# Tomoyose Ryuko



## hoshin1600

Just heard the news of Tomoyose Sensei passing.  i met him back in the late 1990's.  his views and words completely changed the way i practice and view my martial art. 

_"Ryuko Tomoyose was born in 1929 in the Village. He lived in Okinawa with his grandparents. At the age of 13, while attending school, he was instructed in Shorin-Ryu. He noted that "I would see my father's Karate, and it looked very different. So I wanted to do a different style from school." This led him to study Goju Ryu with the founder Chojun Miyagi. His teaching came about after a brief question and answer session where it was discovered who his father was. (his father Ryuyu Tomoyose, studied Uechi- Ryu under Kanbun Uechi)  He began his studies and trained for about 18 months in 1942. In 1946 when Kanbun Uechi returned to Okinawa was when his training in Uechi Ryu began. This was at the Futenma Dojo.
            During the 1950's Ryuko began to lead a number of classes for U.S. Military personnel stationed in Okinawa.  Ryuko Tomoyose began to teach George Mattson who was the one of the first to introduce karate to America. 
            Ryuko Tomoyose offset his martial studies with that of calligraphy. He became a very accomplished calligrapher and much of his work can still be found.
            In 1999, after the split in Uechi Ryu, Ryuko Tomoyose was awarded KyuDan in Shohei-Ryu Karate. In 2000, he had the honor bestowed upon him of being "Recognized as Intangible Cultural Asset holder in the Field of Okinawan Karate and Martial Arts with Weaponry by Okinawa Prefecture." 










_


----------



## Buka

May he rest in peace. 

Growing up, teething on belts and boxing as a rookie Karateka in Boston, having been influenced by Mattson Academy as a youngster, _years before_ _I ever actually trained anywhere_, and living in the Pacific now where Tomoyose Sensei almost got stranded - God damn, I never met him, but kinda feel like I did.

Heard a few stories back in the day from guys who trained with him. (guys who I looked up to) Damn.

R.I.P.


----------



## granfire

.


----------



## Brian R. VanCise

.


----------



## Gerry Seymour

.


----------

Given task:
Answer these questions from the forum thread about Tomoyose Ryuko.
(a) At what age was Ryuko Tomoyose first instructed in Shorin-Ryu?
(b) In what year did his training in Uechi Ryu begin, and at which dojo?
(c) What pursuit did he balance his martial studies with?

Information shown:
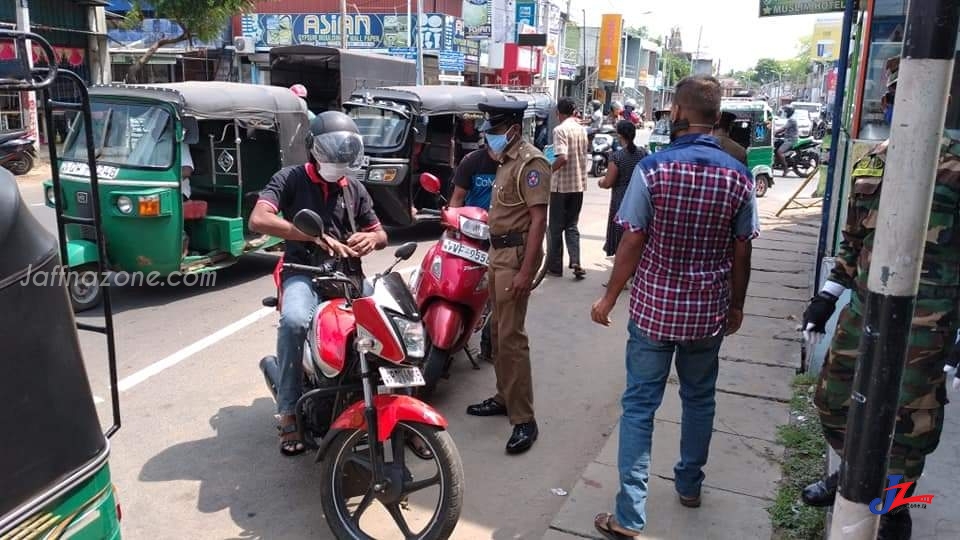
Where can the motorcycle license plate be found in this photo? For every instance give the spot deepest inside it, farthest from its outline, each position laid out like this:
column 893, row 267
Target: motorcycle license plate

Task output:
(a) At 13.
(b) In 1946, at the Futenma Dojo.
(c) Calligraphy.